▶ _Source excerpt_
# We won! We won!!!



## Velvet (Dec 3, 2008)

Hi Everyone!!

I showed a friends young appy filly at the Appaloosa Nationals on saturday and she won her class!!! AND she won reserve Champion Youngstock. Only beaten by a colt who was a year older, so more filled out and developed. 

I am so so proud of her! It was her first ever show and she was so well behaved! She didn't put a foot wrong and she TROTTED so BEAUTIFULLY!!!!!


----------



## equiniphile (Aug 16, 2009)

Congrats!!!!!!!!!!111


----------



## speedy da fish (May 7, 2009)

she is so gorgeous!, i dont believe that anyone could beat her


----------



## Velvet (Dec 3, 2008)

[Pointing and labeling entries]
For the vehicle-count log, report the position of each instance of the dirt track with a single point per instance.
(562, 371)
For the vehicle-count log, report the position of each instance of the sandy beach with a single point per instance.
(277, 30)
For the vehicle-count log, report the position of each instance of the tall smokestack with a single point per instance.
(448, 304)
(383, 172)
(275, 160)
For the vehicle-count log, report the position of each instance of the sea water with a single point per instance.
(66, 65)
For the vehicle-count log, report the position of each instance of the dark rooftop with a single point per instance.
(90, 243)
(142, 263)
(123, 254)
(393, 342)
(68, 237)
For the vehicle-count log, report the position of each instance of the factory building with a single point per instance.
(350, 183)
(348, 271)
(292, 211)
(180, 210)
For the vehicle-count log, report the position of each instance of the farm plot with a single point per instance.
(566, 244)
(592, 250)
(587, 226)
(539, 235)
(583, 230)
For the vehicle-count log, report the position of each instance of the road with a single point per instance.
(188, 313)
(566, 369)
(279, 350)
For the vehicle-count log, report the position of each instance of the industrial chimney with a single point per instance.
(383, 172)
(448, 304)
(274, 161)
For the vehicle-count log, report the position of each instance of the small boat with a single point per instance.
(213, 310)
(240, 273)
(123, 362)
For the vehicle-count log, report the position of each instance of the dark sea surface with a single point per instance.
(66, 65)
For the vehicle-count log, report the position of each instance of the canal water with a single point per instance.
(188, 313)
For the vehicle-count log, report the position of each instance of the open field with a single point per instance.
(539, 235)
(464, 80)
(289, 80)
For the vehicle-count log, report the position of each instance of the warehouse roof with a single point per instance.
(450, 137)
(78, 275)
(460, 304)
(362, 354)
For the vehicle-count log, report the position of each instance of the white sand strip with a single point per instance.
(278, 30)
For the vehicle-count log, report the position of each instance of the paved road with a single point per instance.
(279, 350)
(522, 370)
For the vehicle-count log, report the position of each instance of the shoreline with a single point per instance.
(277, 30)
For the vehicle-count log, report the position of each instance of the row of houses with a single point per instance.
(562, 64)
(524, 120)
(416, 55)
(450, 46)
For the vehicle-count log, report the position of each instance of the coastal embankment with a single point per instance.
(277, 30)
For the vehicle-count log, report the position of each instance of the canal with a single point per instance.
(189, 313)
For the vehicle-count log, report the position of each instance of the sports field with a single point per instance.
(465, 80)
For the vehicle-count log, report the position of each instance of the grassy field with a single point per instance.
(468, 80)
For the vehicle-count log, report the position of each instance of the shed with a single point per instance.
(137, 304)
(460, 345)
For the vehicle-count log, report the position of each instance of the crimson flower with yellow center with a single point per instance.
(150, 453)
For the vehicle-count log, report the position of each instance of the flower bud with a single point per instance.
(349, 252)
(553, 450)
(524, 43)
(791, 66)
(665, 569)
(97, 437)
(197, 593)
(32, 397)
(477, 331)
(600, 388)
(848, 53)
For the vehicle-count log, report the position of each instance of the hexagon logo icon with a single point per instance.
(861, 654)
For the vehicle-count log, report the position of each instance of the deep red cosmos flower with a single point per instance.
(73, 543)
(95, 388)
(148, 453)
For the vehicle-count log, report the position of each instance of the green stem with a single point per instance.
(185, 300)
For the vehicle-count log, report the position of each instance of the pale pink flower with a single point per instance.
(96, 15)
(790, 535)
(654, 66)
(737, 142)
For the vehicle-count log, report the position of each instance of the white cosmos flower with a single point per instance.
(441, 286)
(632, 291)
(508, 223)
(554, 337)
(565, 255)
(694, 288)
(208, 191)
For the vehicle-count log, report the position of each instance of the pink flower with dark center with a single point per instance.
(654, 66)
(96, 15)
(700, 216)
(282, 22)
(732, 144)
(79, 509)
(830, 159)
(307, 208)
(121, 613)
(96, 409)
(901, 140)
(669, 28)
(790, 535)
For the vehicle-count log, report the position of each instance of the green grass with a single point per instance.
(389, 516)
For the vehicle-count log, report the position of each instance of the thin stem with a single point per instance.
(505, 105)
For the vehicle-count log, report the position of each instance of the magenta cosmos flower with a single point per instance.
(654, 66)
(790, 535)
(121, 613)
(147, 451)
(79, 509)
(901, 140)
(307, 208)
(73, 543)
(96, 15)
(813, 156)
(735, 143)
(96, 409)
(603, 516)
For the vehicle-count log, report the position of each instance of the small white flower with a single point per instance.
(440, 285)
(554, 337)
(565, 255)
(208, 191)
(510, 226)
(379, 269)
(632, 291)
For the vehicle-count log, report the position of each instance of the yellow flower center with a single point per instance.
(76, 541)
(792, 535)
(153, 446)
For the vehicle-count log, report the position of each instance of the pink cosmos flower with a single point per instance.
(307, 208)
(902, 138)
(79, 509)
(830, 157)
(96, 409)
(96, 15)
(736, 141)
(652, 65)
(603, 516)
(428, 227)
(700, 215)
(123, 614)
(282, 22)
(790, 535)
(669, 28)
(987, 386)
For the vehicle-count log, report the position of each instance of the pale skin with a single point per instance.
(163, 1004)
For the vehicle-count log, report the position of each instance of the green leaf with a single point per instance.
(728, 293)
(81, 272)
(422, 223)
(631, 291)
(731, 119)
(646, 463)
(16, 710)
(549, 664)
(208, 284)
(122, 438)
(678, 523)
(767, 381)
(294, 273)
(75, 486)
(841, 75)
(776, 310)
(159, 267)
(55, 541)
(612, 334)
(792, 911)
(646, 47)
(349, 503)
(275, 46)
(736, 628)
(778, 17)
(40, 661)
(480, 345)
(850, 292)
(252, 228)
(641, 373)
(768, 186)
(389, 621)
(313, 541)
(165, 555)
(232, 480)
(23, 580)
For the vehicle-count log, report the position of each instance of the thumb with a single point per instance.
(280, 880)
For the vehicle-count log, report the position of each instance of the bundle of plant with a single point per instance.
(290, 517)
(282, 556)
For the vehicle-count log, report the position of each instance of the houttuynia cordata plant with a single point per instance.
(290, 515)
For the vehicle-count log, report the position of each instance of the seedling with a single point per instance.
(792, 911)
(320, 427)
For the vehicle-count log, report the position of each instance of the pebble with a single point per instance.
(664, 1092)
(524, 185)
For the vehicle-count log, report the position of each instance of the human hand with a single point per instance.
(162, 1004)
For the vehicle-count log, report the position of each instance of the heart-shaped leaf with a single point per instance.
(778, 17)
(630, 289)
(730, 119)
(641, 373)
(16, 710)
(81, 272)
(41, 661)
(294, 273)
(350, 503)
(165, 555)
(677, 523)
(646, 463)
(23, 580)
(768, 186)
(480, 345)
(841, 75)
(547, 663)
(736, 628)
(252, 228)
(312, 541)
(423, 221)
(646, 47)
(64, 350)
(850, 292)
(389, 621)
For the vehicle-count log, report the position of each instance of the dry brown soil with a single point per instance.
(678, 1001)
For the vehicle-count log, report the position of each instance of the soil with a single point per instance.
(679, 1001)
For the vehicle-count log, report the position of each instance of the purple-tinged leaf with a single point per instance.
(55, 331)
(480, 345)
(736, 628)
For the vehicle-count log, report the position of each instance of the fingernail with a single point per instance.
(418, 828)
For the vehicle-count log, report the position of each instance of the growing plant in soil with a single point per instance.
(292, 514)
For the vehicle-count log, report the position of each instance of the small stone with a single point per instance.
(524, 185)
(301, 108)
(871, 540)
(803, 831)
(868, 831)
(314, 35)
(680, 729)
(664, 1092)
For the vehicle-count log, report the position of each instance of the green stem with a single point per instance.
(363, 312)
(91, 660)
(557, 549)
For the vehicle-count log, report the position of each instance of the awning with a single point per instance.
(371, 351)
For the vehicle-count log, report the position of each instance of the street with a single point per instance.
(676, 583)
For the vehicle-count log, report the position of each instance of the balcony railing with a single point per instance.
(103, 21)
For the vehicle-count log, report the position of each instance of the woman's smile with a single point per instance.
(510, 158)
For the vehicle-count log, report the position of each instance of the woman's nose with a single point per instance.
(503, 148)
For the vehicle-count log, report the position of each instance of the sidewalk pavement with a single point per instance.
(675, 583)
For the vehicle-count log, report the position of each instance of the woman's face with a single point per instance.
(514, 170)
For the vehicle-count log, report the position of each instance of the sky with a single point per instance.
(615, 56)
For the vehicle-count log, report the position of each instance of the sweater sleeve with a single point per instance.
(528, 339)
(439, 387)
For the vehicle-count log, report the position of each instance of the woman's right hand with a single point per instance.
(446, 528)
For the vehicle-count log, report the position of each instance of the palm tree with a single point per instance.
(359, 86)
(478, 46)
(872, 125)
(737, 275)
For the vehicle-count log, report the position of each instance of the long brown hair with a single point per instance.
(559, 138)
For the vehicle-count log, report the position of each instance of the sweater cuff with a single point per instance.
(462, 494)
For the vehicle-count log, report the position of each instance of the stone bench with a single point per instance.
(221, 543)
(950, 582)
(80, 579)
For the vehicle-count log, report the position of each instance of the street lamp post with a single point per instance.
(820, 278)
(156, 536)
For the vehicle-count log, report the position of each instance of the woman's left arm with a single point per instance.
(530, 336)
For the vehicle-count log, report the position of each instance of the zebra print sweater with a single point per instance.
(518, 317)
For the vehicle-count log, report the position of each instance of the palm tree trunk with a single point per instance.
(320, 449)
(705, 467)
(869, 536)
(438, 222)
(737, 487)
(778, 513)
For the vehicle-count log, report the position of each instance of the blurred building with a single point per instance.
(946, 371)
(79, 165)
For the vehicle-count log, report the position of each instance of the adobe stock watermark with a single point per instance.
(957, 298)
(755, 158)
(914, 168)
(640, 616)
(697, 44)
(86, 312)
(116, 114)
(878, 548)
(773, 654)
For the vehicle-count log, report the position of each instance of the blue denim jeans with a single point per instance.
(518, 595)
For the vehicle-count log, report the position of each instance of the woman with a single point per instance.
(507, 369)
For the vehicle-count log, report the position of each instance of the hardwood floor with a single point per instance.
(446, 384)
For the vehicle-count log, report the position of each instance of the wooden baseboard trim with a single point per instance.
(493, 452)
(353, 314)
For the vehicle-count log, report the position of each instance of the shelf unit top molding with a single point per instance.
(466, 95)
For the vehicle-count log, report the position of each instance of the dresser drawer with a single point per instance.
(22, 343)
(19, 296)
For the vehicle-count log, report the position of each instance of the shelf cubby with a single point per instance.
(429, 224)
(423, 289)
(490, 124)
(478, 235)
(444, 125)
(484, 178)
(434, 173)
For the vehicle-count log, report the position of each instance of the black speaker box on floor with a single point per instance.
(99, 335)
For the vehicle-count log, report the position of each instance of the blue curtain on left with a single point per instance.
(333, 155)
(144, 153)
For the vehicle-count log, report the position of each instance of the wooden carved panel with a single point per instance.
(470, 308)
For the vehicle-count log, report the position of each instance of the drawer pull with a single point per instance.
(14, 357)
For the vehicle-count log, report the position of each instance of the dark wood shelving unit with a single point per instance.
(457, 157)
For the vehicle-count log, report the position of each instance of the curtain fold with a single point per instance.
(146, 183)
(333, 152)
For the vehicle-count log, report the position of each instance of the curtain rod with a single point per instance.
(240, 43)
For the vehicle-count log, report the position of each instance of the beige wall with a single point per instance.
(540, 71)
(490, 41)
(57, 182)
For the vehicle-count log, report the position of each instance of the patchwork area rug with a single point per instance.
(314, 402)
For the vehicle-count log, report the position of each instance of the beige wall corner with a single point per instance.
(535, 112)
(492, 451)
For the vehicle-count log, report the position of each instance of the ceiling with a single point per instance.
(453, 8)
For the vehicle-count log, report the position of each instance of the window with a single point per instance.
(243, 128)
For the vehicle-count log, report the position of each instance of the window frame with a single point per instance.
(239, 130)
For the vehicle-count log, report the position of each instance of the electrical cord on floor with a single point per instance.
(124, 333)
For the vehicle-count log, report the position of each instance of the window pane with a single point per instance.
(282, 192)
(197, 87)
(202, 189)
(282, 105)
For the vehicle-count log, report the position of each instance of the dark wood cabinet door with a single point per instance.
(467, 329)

▶ _Instruction_
Continue the forum thread about the Appaloosa filly's show win from where it stops, above the listing.

▶ _Expected answer_
Thanks guys!!! I am so proud of her!!! It was her first show and she didn't put a foot wrong! Even when I huge metal board fell over and spooked the other youngsters, she turned to look but she didn't spook. She stood still for the judge, she stood around for the whole day without a fuss. (My friends had one of their older mares in later classes).

She is such a sweet little girl! Really wish she was mine!


----------



## tempest (Jan 26, 2009)

Congrats, for a job well done.


----------



## Vidaloco (Sep 14, 2007)

Hooray and congratulations! She is a pretty baby.


----------



## bubblegum (Oct 6, 2009)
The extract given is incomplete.